Ce qu'il faut faire | Rédigez, s'il vous plaît, la suite du texte sur Euzhan Palcy, en reprenant après sa dernière phrase.

Texte fourni |

Euzhan Palcy naît le 13 février 1958 à Martinique, passant la plus grande partie de son enfance dans le village du Gros-Morne. Elle y exerce déjà son imaginaire débridé et son désir de cinéma, au contact de films américains visionnés à la salle paroissiale de son village, puis à Fort-de-France. C’est à cette même époque qu’elle découvre l’ouvrage de Joseph ZOBEL, Rue Cases-Négres, dont l’adaptation cinématographique devient une idée fixe pour la jeune fille.
Chemin faisant, Euzhan Palcy s’exerce à la réalisation dès l’âge de dix-sept ans, pour La Messagère (1975), moyen-métrage considéré comme la première dramatique d’Outre-mer, tourné de manière artisanale, en cachette, avec son frère Joël (présent dans Rue Cases-Nègres). Galvanisée par le succès de sa diffusion à la télévision antillaise, la jeune réalisatrice part pour la France poursuivre ses études, à la recherche de cinéastes africains. On la retrouve ainsi au générique de Safrana ou le droit à la parole (Sidney Sokhona) et O Mediana (Constant Gros-Dubois) au poste d’assistant-réalisateur. Cette période d’apprentissage se concrétise par son premier court-métrage, L’atelier du diable (1982), conte initiatique où un enfant ose s’aventurer dans la mystérieuse maison d’un vieil homme considéré comme un « sorcier », vivant reclus avec son coq.
Peu après, sa rencontre avec le producteur Claude Nedjar (Lacombe Lucien, La Guerre du Feu) est décisive pour concrétiser son rêve, soutenue par François Truffaut. Description passionnée d’une époque charnière de la colonisation, tourné en créole, sur le quotidien d’une grand-mère se tuant à la tâche pour que son petit-fils puisse réussir ses études, Rue Cases-Nègres est récompensé de nombreuses fois en festivals, et est distingué par le prix de la meilleure première œuvre aux Césars en 1984, ainsi qu’à la Mostra de Venise. Après François Truffaut, c’est un autre personnalité de choix qui soutient Palcy, soit Robert Redford, qui la propulse à la deuxième édition du laboratoire de Sundance. Doté d’un budget bien plus conséquent (20 millions de dollars contre 500 000 dollars pour Rue Cases-Nègres), son deuxième long-métrage, Une Saison Blanche et sèche, est adapté d’André Brink, un plaidoyer contre l’Apartheid en Afrique du Sud où se croise Marlon Brando et Donald Sutherland.

Entrées enregistrées
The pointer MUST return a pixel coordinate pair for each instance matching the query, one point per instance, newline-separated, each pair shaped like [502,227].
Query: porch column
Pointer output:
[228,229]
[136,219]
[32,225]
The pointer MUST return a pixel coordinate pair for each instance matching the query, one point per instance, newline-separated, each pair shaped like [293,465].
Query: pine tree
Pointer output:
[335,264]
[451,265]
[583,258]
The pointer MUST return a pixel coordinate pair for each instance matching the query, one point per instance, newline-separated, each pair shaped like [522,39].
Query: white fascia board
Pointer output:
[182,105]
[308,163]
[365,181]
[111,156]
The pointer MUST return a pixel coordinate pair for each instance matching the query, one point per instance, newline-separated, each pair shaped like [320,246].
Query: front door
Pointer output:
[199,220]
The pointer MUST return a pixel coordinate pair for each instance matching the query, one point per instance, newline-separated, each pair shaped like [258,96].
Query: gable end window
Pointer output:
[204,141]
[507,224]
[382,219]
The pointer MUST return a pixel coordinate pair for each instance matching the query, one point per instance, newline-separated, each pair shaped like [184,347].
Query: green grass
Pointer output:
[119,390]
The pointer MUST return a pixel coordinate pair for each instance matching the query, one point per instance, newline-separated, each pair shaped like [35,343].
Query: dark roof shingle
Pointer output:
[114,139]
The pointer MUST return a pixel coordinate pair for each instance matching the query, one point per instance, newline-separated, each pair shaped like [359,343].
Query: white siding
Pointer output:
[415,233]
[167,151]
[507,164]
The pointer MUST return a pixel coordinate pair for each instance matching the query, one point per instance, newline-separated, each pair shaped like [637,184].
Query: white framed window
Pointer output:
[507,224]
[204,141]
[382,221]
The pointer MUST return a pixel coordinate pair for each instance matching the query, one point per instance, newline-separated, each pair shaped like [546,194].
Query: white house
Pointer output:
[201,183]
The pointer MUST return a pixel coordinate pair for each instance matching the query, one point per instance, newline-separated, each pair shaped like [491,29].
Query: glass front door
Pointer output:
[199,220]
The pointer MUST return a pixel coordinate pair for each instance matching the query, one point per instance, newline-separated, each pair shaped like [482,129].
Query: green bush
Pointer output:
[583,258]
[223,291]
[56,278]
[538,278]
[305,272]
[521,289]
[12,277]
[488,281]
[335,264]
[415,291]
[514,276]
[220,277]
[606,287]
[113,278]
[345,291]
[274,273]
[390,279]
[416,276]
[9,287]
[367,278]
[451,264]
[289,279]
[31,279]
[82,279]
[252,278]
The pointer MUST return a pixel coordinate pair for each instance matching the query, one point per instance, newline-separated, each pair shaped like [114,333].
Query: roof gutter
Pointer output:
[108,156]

Résultat de l'exercice |
Après le succès critique de ce deuxième essai, Euzhan Palcy s’engage peu à peu dans la voie du documentaire au cours des années 1990, s’impliquant toujours dans la mise en valeur de la culture et l’Histoire des populations d’Outre-mer. Si Siméon raconte la vie d’un jeune musicien créole sur le ton de la fiction, Aimée Césaire : une voix pour l’histoire est une série de trois documentaires sur le célèbre poète et politique martiniquais. Tout comme Parcours de dissidents, hommage aux dissidents Antillais et à leur action au sein de l'Histoire, au son de la voix de Gérard Depardieu. Quant aux Mariées de l’île Bourbon, cette fiction télévisuelle raconte l’installation des colons français en Martinique et du métissage de la population par le mariage de ces derniers avec les esclaves venus de Madagascar.